UPDATED to include reference to the involuntary passive euthenasia of innocent babies revealed by the Daily Mail.
A recent firestorm has erupted over a baby, in the care of the U.K.’s National Health Service, was left “to die like an abandoned animal.” The doctors and nurses repeated exclaimed that the child was fine and treated the child’s mother as a nuisance, with one doctor even ” ‘glared’ and ‘barked’ at her, giving her a look of ‘utter contempt’.”
Whether is was incompetence or sheer indifference, this case goes far beyond simple medical malpractice. Emergency treatments that were ordered took up to 22 hours to be implemented. The obvious need the child had for real medical care was obvious:
A passing member of the public, who had been visiting another child, went up to Mrs Stevenson and told her: ‘Your child cannot breathe.’ But at 11am, a cardiology registrar recorded Hayley as ‘stable’. Paula says: ‘We were very upset that a complete stranger could see that Hayley was in difficulty but the medical professionals merely said that she was fine.'”
The mother badgered and did everything she could to save her child even going so far as to ” bribe a nurse with £100 shopping voucher to get them to care for her daughter better.” Alas, the option of quality and affordable healthcare has been swept aside by the NHS, which ironically was meant to provide quality and affordable healthcare. Sadly, it is already the policy of the U.K.’s NHS to kill babies via involuntary passive euthanasia that involved removal of all care, food, and even water. That the doctors and nurses in this case were effectively doing the same against the express wished of the child’s mother is beyond disturbing.

________

:: Exercise tasks ::
- A) In the article on the NHS baby case, how long did the ordered emergency treatments take to be implemented?
- B) Pick up the article on the NHS baby case after its final sentence and continue it.
The lines after this point are separate material, unrelated to the article on the NHS baby case.

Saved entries

________

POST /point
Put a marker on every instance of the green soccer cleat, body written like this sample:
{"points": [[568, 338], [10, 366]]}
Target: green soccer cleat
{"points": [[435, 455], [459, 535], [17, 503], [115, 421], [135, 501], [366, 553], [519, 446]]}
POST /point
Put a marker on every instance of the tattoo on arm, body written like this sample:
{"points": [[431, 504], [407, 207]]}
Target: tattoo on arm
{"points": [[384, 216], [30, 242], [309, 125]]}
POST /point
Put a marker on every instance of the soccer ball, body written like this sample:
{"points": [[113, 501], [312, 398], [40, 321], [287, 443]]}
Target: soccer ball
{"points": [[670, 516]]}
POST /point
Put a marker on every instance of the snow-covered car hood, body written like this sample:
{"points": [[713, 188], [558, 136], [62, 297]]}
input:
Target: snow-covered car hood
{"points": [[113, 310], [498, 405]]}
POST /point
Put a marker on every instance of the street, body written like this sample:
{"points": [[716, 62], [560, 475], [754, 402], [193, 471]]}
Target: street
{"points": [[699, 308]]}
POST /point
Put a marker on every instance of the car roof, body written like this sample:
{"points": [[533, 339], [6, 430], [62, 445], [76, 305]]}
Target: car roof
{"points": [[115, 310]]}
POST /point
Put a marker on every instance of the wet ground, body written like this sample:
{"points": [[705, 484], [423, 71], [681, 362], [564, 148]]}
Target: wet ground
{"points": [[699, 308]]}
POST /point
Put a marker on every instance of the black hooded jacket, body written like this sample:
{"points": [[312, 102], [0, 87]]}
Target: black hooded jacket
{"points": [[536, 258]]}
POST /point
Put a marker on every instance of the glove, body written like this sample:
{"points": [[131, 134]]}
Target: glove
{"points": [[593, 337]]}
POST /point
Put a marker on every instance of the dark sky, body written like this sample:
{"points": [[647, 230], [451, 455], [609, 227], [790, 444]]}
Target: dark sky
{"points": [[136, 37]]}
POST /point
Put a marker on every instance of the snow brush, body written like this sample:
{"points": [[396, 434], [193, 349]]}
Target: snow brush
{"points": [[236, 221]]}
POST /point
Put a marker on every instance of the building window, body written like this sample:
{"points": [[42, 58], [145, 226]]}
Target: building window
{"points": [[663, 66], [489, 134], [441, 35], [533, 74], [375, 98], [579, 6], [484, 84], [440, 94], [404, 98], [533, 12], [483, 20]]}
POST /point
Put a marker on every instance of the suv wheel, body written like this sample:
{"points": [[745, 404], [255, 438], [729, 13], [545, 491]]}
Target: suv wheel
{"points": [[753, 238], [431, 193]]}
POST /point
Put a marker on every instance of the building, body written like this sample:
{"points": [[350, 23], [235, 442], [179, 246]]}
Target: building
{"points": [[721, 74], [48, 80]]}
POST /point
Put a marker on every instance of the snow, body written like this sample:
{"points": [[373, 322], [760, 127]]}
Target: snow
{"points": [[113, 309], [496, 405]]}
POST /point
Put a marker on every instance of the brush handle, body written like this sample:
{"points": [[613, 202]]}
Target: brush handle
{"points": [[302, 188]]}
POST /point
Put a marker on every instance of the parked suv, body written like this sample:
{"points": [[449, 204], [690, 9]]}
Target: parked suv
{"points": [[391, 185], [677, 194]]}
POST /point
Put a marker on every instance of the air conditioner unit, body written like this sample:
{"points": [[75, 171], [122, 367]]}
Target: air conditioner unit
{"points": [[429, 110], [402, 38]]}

________

:: Results for each task ::
- A) Up to 22 hours.

- B)
Sadly, infants, as with the elderly, are more likely to be the targets for rationed healthcare, or healthcare denied, since “ethicists” consider them to have less worthy lives. In the case of infants, “ethicists” are outright saying that they should not be considered legal persons, and parents and doctors should be free to dispose of them as they wish, to the point of saying:
“The moral status of an infant is equivalent to that of a fetus in the sense that both lack those properties that justify the attribution of a right to life to an individual.”
The two “ethicists,” Alberto Giubilini and Francesca Minerva of the University of Melbourne, whose full monstrous journal article can be read here, are clearly blazing the path towards limiting the rationed healthcare to those more capable of providing for themselves, while taking it from those who can’t. Yet again, the irony of socialized medicine, which was purportedly meant to provide for the weakest amongst us who can’t provide for themselves, actually being used to restrict and deny healthcare to those who really need it, is as stark as it is sad.
UPDATED to include reference to the involuntary passive euthenasia of innocent babies revealed by the Daily Mail.